Cryptography has been clearly established as a technology of fundamental importance for securing digital transfers of data over unsecured channels. By providing for encryption and authentication of digital data, cryptography enables trustworthy point-to-point information exchange and transactions to be achieved. Yet, once the recipient validates and decrypts the data, the product can be subsequently stripped from any content identification, proof-of-ownership or other descriptive information, and any further duplication and re-distribution can leave the rights holders powerless and royalty-less. While such re-distributions may not represent a serious threat when the content consists of proprietary information that has a short life span, such piracy could have catastrophic implications for the entertainment industry, whose content has a very long life span.

Following the same line of thought, it is easy to see how digital sub-codes and other proprietary digital formats can fail in similar ways, since they are only volatile representations of a medium. The true value of the product (the content) can still be transferred effortlessly onto different formats and media. Any attempt to secure the identities of a content's rights holders calls for a technology that enables some secure auxiliary information, or watermark, to travel with the content through any channel, format or medium where the content's value remains. A properly designed audio watermarking technology provides the means to do this in the context of audio content, while preserving the integrity of the original recording.



Unlike sub-codes, encryption or audio compression, an audio watermark should not rely on any specific format. In order to travel along with the content it protects, the watermark must be carried by the content itself. Embedding an audio watermark is an active modification of the audio waveform. Subsequent to this process, the watermarked audio content becomes a message carrier regardless of the format of medium it lives on.

In the context of standard audio processing and broadcast systems, the audio content may undergo various stages of band limiting. An audio watermark is expected to persist through such manipulations and therefore, it is imperative for the watermarking technology not to rely solely on portions of the audio spectrum that are perceptually less relevant. Of course, this should be done in a way that doesn't degrade the value of the content and the process of embedding a watermark should leave no perceivable audio artifact. In the end, an audio watermarking technology must face the ambitious challenge of opening an inaudible and reliable data channel within the most relevant part of the audio band.

Regardless of the actual approach that is chosen the disturbances that are introduced within the audio content at the time of watermarking will have to remain very small. The academic approach to this problem has typically been to consider such disturbances to be the message carriers (the watermark), while the original audio content would stand for a noisy contamination of this message. Set from this perspective, the previous challenge resembles the more familiar communication problem of opening a reliable data channel within an extremely low signal to noise ratio (SNR) environment. This view naturally points towards the concept of spreading the message across an appropriate domain (time, frequency, etc.). The standard low SNR communication problem also invokes the channel capacity theorem, which derives a theoretical maximum for the data capacity of a channel from its bandwidth and the expected SNR.

This academic approach may point the designer towards interesting choices and it certainly helps to develop an understanding of some compromises between transparency, robustness and data rate. However, any theory is only as good as its premises and the audio content that undergoes the watermarking process is hardly a noisy contamination of the communication channel. The very first realization is that over any reasonable time scale, the audio content will very rarely appear to be white. Most importantly however, the audio content is not the outcome of a random process that is added to the channel; it is perfectly known prior to the watermarking stage.

▶ **Excerpted records**

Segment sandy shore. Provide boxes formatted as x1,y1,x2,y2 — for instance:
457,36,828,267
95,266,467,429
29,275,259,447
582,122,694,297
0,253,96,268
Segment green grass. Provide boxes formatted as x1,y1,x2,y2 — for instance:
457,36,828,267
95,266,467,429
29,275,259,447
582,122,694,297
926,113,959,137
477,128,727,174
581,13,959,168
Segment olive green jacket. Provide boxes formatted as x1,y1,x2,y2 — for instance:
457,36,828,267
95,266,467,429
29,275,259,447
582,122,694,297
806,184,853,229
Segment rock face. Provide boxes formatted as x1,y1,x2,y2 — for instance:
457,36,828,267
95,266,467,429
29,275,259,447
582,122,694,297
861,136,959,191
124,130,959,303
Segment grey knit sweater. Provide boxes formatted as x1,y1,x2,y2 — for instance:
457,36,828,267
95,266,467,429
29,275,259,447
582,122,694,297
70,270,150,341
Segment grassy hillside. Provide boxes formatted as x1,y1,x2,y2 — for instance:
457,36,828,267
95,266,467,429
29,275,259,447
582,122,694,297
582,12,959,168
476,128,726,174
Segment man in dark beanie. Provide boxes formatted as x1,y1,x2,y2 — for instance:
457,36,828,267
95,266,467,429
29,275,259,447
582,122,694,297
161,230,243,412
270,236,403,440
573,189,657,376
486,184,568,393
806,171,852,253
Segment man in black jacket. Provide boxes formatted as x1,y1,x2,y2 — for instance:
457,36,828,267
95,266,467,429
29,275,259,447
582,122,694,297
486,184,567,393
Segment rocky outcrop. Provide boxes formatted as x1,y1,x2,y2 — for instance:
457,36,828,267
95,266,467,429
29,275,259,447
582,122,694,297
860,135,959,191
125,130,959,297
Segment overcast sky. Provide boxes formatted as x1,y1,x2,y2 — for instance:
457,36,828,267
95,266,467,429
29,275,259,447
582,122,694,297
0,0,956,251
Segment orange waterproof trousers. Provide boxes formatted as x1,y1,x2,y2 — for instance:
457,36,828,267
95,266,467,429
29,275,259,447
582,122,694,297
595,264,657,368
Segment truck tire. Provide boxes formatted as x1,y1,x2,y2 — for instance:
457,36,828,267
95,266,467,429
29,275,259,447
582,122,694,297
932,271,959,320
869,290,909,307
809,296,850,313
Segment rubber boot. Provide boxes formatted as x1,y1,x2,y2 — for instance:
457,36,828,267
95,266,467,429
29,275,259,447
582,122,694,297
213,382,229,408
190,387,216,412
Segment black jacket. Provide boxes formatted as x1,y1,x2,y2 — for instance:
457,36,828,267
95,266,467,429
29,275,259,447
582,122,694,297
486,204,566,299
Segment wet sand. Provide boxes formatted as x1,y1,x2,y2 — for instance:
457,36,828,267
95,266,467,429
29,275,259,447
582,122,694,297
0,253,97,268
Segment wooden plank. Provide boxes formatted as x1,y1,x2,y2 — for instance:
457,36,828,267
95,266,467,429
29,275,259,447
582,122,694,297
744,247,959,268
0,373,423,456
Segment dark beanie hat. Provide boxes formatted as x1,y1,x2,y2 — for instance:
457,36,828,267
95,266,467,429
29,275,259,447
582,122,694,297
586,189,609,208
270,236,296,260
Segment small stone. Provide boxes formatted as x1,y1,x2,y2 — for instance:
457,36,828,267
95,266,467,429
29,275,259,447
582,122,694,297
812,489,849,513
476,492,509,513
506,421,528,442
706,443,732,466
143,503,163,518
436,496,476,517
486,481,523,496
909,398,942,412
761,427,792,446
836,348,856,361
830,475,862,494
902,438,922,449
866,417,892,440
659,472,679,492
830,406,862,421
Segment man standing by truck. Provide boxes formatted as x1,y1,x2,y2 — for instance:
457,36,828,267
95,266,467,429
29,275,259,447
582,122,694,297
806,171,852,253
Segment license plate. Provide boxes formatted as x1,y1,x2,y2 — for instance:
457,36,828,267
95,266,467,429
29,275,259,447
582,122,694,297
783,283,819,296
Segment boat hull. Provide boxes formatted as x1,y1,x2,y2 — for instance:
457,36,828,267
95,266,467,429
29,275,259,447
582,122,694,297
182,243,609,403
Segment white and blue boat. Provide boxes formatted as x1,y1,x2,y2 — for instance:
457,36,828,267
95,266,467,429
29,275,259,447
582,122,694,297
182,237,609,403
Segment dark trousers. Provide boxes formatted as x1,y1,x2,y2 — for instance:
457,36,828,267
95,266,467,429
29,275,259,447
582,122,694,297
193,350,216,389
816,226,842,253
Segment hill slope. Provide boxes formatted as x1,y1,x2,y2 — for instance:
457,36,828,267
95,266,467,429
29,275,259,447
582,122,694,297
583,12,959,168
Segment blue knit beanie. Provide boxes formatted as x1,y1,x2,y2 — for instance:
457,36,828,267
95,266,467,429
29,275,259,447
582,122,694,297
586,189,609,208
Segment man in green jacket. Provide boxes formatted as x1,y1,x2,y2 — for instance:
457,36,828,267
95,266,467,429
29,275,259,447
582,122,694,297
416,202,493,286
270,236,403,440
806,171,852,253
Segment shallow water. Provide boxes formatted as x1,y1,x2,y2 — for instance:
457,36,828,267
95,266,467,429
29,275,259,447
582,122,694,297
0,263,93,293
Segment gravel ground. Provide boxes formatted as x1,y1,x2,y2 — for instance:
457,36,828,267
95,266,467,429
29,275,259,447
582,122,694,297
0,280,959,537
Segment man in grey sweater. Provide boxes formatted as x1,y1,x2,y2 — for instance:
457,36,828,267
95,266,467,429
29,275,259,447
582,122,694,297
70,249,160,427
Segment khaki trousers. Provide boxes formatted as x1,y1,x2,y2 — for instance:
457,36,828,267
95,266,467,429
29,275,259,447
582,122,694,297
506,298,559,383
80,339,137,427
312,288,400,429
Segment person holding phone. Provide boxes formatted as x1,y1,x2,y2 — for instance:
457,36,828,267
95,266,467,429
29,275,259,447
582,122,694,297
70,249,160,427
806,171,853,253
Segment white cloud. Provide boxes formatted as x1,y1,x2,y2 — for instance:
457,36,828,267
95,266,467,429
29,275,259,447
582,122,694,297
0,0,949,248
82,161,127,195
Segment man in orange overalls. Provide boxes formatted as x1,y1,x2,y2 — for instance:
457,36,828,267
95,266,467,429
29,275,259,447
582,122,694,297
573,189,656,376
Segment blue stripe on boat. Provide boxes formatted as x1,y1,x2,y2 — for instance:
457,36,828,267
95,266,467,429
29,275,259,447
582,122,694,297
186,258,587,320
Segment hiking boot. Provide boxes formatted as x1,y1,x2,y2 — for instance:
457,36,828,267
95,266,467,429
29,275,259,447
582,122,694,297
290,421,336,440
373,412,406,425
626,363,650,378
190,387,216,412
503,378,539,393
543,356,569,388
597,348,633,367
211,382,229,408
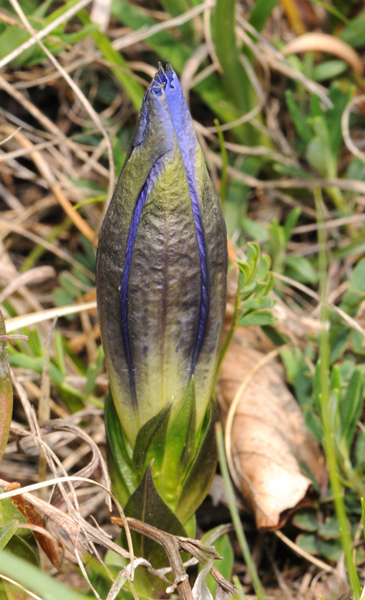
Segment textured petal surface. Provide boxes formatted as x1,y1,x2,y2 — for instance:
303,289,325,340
97,64,227,446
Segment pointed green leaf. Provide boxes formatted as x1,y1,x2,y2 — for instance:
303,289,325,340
133,402,171,474
125,464,186,567
342,369,363,448
0,519,19,550
176,401,217,523
286,90,313,144
105,392,139,505
158,377,199,506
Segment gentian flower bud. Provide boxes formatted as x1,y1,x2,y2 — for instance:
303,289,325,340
96,63,227,528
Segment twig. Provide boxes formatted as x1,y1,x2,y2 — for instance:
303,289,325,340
111,517,194,600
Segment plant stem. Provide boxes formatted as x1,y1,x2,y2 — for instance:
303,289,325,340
314,188,361,600
213,275,240,390
216,423,265,600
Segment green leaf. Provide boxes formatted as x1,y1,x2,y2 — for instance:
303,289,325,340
285,255,318,285
238,310,276,327
0,519,19,550
326,82,353,164
125,464,186,567
292,510,318,532
0,489,40,566
105,392,140,506
133,402,171,476
161,377,199,506
312,60,349,81
286,90,313,144
295,533,319,554
340,10,365,48
284,206,302,243
318,517,341,540
341,369,363,448
248,0,278,31
176,401,217,523
0,311,13,461
318,539,343,563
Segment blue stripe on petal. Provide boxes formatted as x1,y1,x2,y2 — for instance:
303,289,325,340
151,62,209,373
120,158,162,408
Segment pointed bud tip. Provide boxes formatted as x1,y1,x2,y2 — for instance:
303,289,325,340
150,60,175,96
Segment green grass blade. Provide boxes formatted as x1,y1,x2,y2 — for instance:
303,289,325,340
77,10,144,111
314,188,361,600
214,0,253,112
0,550,85,600
0,311,13,461
248,0,278,31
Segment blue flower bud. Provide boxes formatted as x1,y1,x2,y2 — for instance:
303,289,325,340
96,63,227,448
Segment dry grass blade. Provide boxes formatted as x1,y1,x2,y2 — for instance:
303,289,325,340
6,301,96,333
281,32,363,75
0,266,56,304
0,0,92,69
10,0,114,209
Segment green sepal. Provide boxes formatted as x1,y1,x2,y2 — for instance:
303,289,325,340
133,402,171,477
105,392,140,506
198,525,234,598
124,463,187,567
175,400,217,523
0,519,19,550
158,377,196,506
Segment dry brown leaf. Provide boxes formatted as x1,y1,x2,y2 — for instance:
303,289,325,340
281,32,362,75
218,328,323,530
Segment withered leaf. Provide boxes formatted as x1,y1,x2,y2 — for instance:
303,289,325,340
218,328,323,530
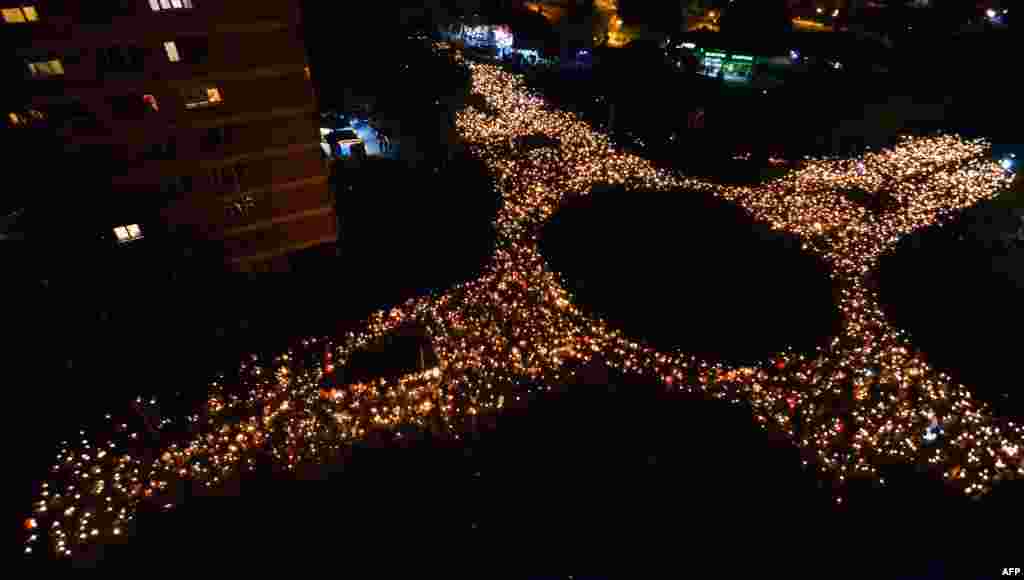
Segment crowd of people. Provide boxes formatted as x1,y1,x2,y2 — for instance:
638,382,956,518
24,53,1024,556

▶ **Set task 1**
Transcribe the passage on audio watermarking from "Following the same" to "the original recording.".
▶ **Set task 2**
Using the passage on audio watermarking, answer each question below.
(a) In order to travel along with the content it protects, what must the watermark be carried by?
(b) From what two things does the channel capacity theorem derive a theoretical maximum for the data capacity of a channel?
(c) Over any reasonable time scale, how will the audio content very rarely appear?

▶ **Exercise output 1**
Following the same line of thought, it is easy to see how digital sub-codes and other proprietary digital formats can fail in similar ways, since they are only volatile representations of a medium. The true value of the product (the content) can still be transferred effortlessly onto different formats and media. Any attempt to secure the identities of a content's rights holders calls for a technology that enables some secure auxiliary information, or watermark, to travel with the content through any channel, format or medium where the content's value remains. A properly designed audio watermarking technology provides the means to do this in the context of audio content, while preserving the integrity of the original recording.

▶ **Exercise output 2**
(a) The content itself.
(b) The channel's bandwidth and the expected SNR.
(c) White.